■ SET OF TASKS:
**1.** Answer these from the post on combinatorial compatibility below:
(a) Whose book describes several ways to achieve combinatorial compatibility?
(b) What common geometry is suggested as a "catch-all" for projecting vertices?
(c) After both targets are processed, how many vertices does each target have?
**2.** Translate this sentence from the post on combinatorial compatibility below into Spanish: "Now, for every vertex in target A, there is a new vertex created in target B for it to map to (and vice-versa)."

■ SOURCE TEXT:
···

Okay, I did some reading and I think this should be fairly easy!  What we need 
is 'combinatorial compatibility' between the two targets (i.e. a 1 to 1 mapping 
between vertices and edges).  The book by Gomes et al. describes several ways 
to achieve this but the simplest one that doesn't require user interaction runs 
something like this:

         Project vertices onto common geometry with a known distance metric 
(unit sphere is a good 'catch-all' here).

         For each vertex in one target (either one), find the polygon in the 
other target that contains it (using the projected geometry) and add this new 
vertex, subdividing the polygon appropriately.

         Repeat for the other target.


Now, for every vertex in target A, there is a new vertex created in target B 
for it to map to (and vice-versa).  As a result, each target has the same 
number of vertices (the sum of the vertices in the original targets) and we 
know which one goes with witch.  To avoid any unnecessary vertex duplications, 
I envision a preliminary step where we search for matching vertices in the two 
targets before we start adding any (ones that project to the same point on the 
sphere, or nearly the same point).

···

■ DATA:
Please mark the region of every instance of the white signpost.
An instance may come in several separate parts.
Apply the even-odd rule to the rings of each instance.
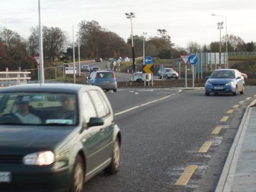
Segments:
[[[187,78],[186,78],[186,65],[188,64],[188,61],[189,61],[189,55],[181,55],[180,58],[183,61],[183,63],[185,65],[185,87],[187,87]]]
[[[37,65],[37,72],[38,72],[38,83],[39,83],[40,82],[40,73],[39,72],[39,67],[40,66],[40,56],[33,56],[33,58],[34,59],[35,61],[36,61],[36,64]]]

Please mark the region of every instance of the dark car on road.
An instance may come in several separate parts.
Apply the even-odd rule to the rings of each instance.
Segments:
[[[216,70],[209,77],[205,85],[205,95],[211,93],[233,93],[236,96],[238,92],[244,93],[244,79],[237,70]]]
[[[81,72],[90,72],[90,67],[87,65],[83,65],[81,68]]]
[[[99,71],[100,68],[98,67],[91,67],[90,72],[91,73],[93,71]]]
[[[45,83],[0,90],[0,191],[83,191],[120,168],[120,131],[99,87]]]
[[[86,84],[99,86],[107,91],[112,90],[114,92],[116,92],[117,88],[116,76],[114,71],[97,71],[92,72]]]

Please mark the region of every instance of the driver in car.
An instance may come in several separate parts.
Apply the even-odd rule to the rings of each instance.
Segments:
[[[23,124],[41,124],[40,118],[29,112],[29,96],[18,96],[16,102],[17,112],[14,115]]]

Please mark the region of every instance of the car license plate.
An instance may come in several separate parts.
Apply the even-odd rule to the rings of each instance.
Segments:
[[[11,181],[11,172],[0,172],[0,183],[10,183]]]

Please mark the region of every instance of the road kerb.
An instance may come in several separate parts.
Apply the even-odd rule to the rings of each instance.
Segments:
[[[253,103],[255,101],[252,102]],[[240,152],[242,144],[247,129],[249,114],[250,112],[249,105],[246,108],[239,127],[237,132],[231,149],[229,152],[225,165],[219,179],[215,192],[228,192],[231,191],[231,187],[235,172],[239,155]],[[229,177],[230,175],[230,177]]]

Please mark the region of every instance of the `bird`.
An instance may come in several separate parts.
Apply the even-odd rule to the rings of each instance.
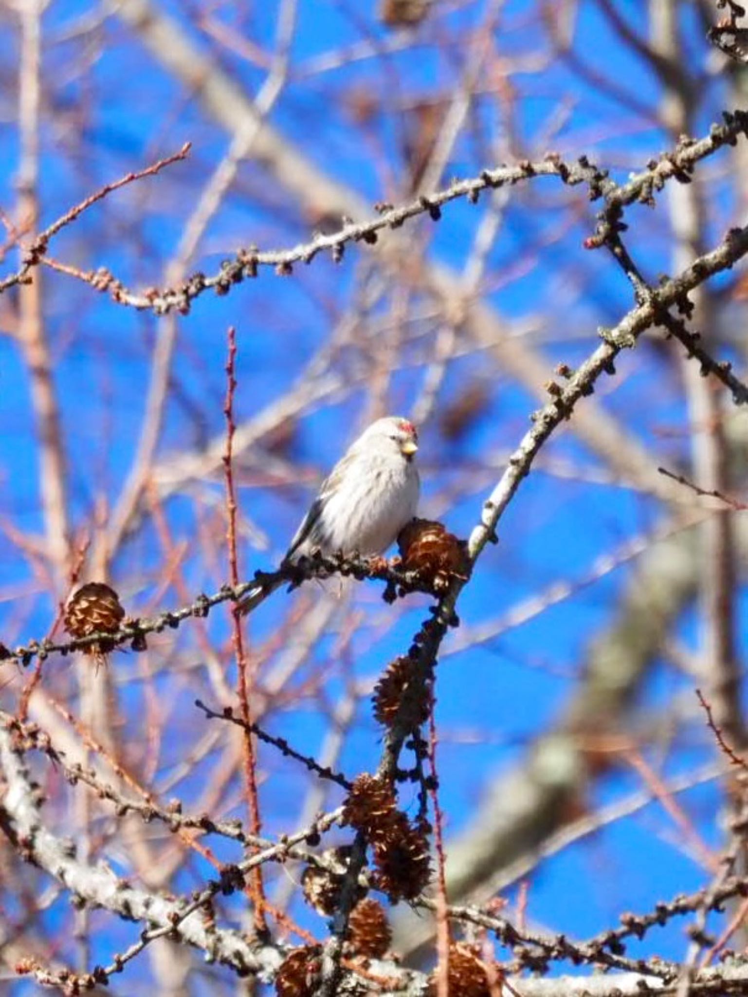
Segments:
[[[368,426],[322,483],[301,520],[280,569],[320,553],[377,557],[416,514],[420,479],[418,431],[403,416]],[[249,612],[285,578],[260,583],[238,603]]]

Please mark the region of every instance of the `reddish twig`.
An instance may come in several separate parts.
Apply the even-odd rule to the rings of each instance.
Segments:
[[[57,616],[55,616],[54,622],[49,629],[47,634],[47,640],[52,640],[57,633],[57,628],[60,626],[65,615],[65,603],[67,602],[70,594],[72,593],[79,577],[81,574],[81,568],[83,567],[83,562],[86,558],[86,553],[88,551],[89,545],[91,543],[91,537],[86,537],[86,539],[81,544],[78,553],[76,555],[75,562],[70,569],[70,583],[68,585],[68,591],[65,594],[65,598],[60,603]],[[26,720],[29,713],[29,700],[31,699],[31,694],[34,692],[36,687],[39,685],[42,678],[42,668],[44,667],[44,658],[38,658],[37,663],[34,667],[31,678],[26,683],[21,691],[21,698],[18,704],[18,719],[21,721]]]
[[[439,804],[439,777],[437,774],[437,730],[434,719],[434,703],[429,711],[429,765],[431,779],[429,781],[429,796],[434,808],[434,850],[437,859],[437,891],[436,891],[436,921],[437,921],[437,967],[436,983],[438,997],[449,997],[450,973],[450,925],[447,909],[447,876],[445,873],[446,856],[444,852],[444,827],[442,808]]]
[[[718,498],[726,505],[729,505],[730,508],[734,509],[736,512],[744,512],[748,509],[748,504],[745,502],[738,501],[737,498],[732,498],[730,496],[723,495],[721,492],[717,491],[717,489],[702,489],[693,482],[689,482],[687,478],[683,477],[683,475],[676,475],[672,471],[668,471],[667,468],[657,468],[657,472],[660,475],[664,475],[665,478],[669,478],[673,482],[677,482],[678,485],[683,485],[685,488],[690,489],[691,492],[694,492],[702,498]]]
[[[696,696],[698,698],[699,703],[701,704],[704,713],[706,714],[706,726],[714,735],[714,738],[717,744],[719,745],[719,749],[722,752],[722,754],[730,760],[730,763],[732,765],[736,766],[738,769],[741,769],[743,772],[748,772],[748,764],[746,764],[745,760],[742,759],[725,741],[724,735],[722,734],[722,729],[717,725],[717,723],[714,720],[714,717],[712,716],[712,708],[707,703],[700,689],[696,690]]]
[[[228,329],[228,359],[226,361],[226,397],[223,406],[223,415],[226,420],[226,449],[223,455],[223,473],[226,486],[226,515],[228,525],[226,529],[226,541],[228,544],[228,571],[231,584],[235,587],[239,583],[239,565],[236,551],[236,494],[233,485],[233,436],[236,426],[233,421],[233,395],[236,389],[236,331],[233,326]],[[247,806],[249,808],[249,829],[252,834],[259,837],[262,825],[259,815],[259,799],[257,795],[257,775],[256,757],[254,743],[250,732],[252,718],[249,712],[249,687],[252,685],[253,676],[249,675],[247,681],[247,659],[244,649],[244,637],[241,630],[241,613],[236,603],[231,605],[231,629],[233,636],[233,649],[236,655],[236,668],[238,673],[237,694],[239,699],[239,710],[241,720],[245,725],[242,730],[243,738],[243,767],[244,783],[246,789]],[[257,864],[251,874],[254,898],[254,926],[258,932],[266,931],[264,915],[264,890],[262,886],[262,869]]]
[[[71,222],[75,221],[84,211],[87,211],[92,205],[108,196],[113,190],[119,190],[120,187],[126,186],[128,183],[133,183],[135,180],[143,179],[144,176],[153,176],[155,173],[161,172],[165,166],[187,159],[190,146],[190,143],[186,142],[178,153],[167,156],[165,159],[159,160],[158,163],[153,163],[144,169],[126,173],[125,176],[121,176],[119,180],[114,180],[112,183],[105,183],[104,186],[71,207],[65,214],[60,215],[51,225],[41,231],[34,238],[31,245],[26,248],[21,267],[15,273],[11,273],[0,280],[0,294],[3,291],[7,291],[9,287],[14,287],[16,284],[25,284],[31,280],[30,271],[42,261],[50,239],[54,235],[57,235],[61,228],[65,228]]]

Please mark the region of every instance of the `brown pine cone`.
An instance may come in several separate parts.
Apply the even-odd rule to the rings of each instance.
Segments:
[[[395,791],[389,783],[367,772],[353,781],[351,792],[343,806],[341,823],[362,831],[374,843],[391,833],[399,811]]]
[[[278,997],[311,997],[322,968],[320,953],[319,945],[304,945],[289,952],[275,976]]]
[[[125,610],[120,596],[102,581],[89,581],[73,593],[65,608],[65,629],[73,637],[88,637],[92,633],[117,633]],[[106,663],[113,644],[98,640],[83,648],[84,654],[96,662],[97,670]]]
[[[413,662],[409,657],[395,658],[374,686],[372,702],[374,704],[374,719],[383,727],[391,727],[397,715],[400,700],[408,688],[412,674]],[[429,719],[431,694],[425,693],[423,703],[417,704],[418,712],[414,717],[416,723],[423,724]]]
[[[322,852],[322,858],[335,863],[335,869],[321,868],[319,865],[307,865],[301,873],[301,890],[306,902],[314,907],[318,914],[330,917],[338,908],[340,890],[345,872],[351,858],[351,846],[341,844],[327,848]],[[356,884],[356,898],[366,895],[366,887]]]
[[[392,903],[415,900],[431,879],[429,842],[424,831],[398,811],[387,837],[374,844],[375,881]]]
[[[431,0],[382,0],[379,19],[388,28],[413,28],[426,17]]]
[[[392,942],[392,930],[378,900],[359,900],[348,920],[348,945],[353,955],[381,959]]]
[[[431,974],[429,983],[430,997],[437,994],[438,970]],[[449,972],[447,990],[450,997],[491,997],[491,977],[488,966],[478,956],[475,947],[465,942],[452,942],[450,945]]]
[[[470,570],[467,544],[433,519],[411,519],[397,538],[405,571],[417,571],[436,591],[449,587],[453,578],[465,579]]]

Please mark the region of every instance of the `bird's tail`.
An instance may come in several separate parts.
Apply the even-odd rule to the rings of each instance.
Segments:
[[[268,595],[272,595],[276,588],[287,581],[287,578],[273,578],[272,581],[258,582],[253,588],[250,588],[246,593],[244,598],[237,603],[237,609],[240,613],[246,615],[246,613],[252,612],[253,609],[264,602]]]

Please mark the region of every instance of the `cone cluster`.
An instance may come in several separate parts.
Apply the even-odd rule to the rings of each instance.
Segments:
[[[430,0],[382,0],[379,18],[388,28],[413,28],[426,17]]]
[[[102,581],[89,581],[81,585],[65,608],[65,629],[73,637],[89,637],[93,633],[117,633],[125,619],[120,596]],[[93,658],[97,668],[107,660],[107,653],[114,645],[106,639],[84,648]]]
[[[320,945],[295,948],[285,957],[275,976],[278,997],[311,997],[322,968]]]
[[[432,973],[429,983],[430,997],[438,992],[437,973]],[[493,997],[489,967],[480,958],[475,947],[466,942],[452,942],[447,973],[447,992],[450,997]]]
[[[431,876],[429,828],[411,825],[398,810],[392,786],[364,773],[354,781],[343,807],[343,824],[363,831],[374,851],[374,882],[389,899],[413,900]]]
[[[306,902],[314,907],[318,914],[331,917],[340,905],[340,891],[351,857],[351,847],[348,844],[327,848],[322,852],[325,864],[334,864],[335,868],[307,865],[301,874],[301,891]],[[366,887],[356,884],[356,899],[366,894]]]
[[[381,959],[392,943],[392,929],[378,900],[359,900],[348,919],[348,947],[353,955]]]
[[[449,588],[453,578],[467,578],[470,562],[464,540],[435,519],[411,519],[397,538],[402,567],[417,571],[434,590]]]
[[[383,727],[392,727],[394,724],[400,701],[410,685],[413,667],[414,662],[407,655],[395,658],[374,686],[374,719]],[[426,693],[424,701],[415,706],[413,719],[418,725],[429,719],[430,708],[431,696]]]

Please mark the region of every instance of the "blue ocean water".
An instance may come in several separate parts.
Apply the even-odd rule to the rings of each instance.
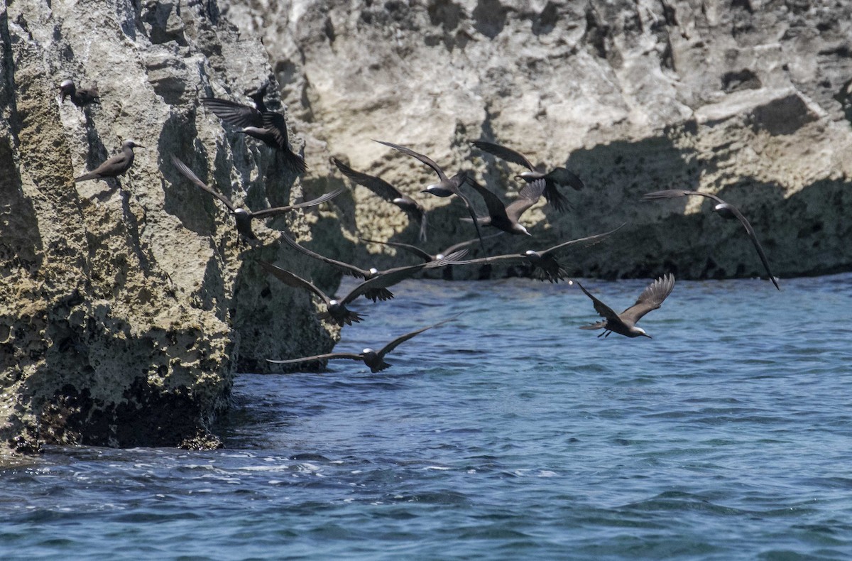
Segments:
[[[0,471],[0,558],[852,558],[852,275],[781,286],[678,280],[652,340],[576,286],[403,283],[337,350],[461,315],[380,373],[240,375],[225,449]]]

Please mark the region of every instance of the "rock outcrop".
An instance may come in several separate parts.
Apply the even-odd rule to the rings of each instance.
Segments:
[[[525,217],[542,247],[626,223],[572,256],[577,275],[765,275],[740,227],[706,201],[637,202],[664,188],[739,206],[782,277],[852,268],[852,5],[254,0],[226,11],[263,37],[314,169],[331,153],[416,193],[431,171],[370,141],[388,140],[511,197],[516,166],[469,144],[496,140],[585,181],[568,194],[573,212]],[[355,197],[353,234],[414,239],[394,207],[362,188]],[[418,200],[435,209],[433,249],[471,235],[460,206]]]
[[[141,3],[16,0],[0,13],[0,438],[19,449],[216,446],[210,424],[235,371],[337,337],[309,295],[256,263],[279,260],[275,228],[337,240],[333,208],[258,224],[249,242],[170,160],[252,209],[318,194],[323,182],[303,188],[199,107],[245,102],[270,79],[260,40],[215,2]],[[96,84],[101,103],[60,104],[66,78]],[[125,176],[72,182],[127,138],[147,149]],[[292,266],[327,290],[339,280]]]

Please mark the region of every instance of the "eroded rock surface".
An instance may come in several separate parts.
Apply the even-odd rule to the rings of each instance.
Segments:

···

■ ANSWERS TO THE EXERCISES:
**1.**
(a) Gomes et al.
(b) The unit sphere.
(c) The sum of the vertices in the original targets.

**2.** Ahora, para cada vértice del objetivo A, hay un nuevo vértice creado en el objetivo B con el que se corresponde (y viceversa).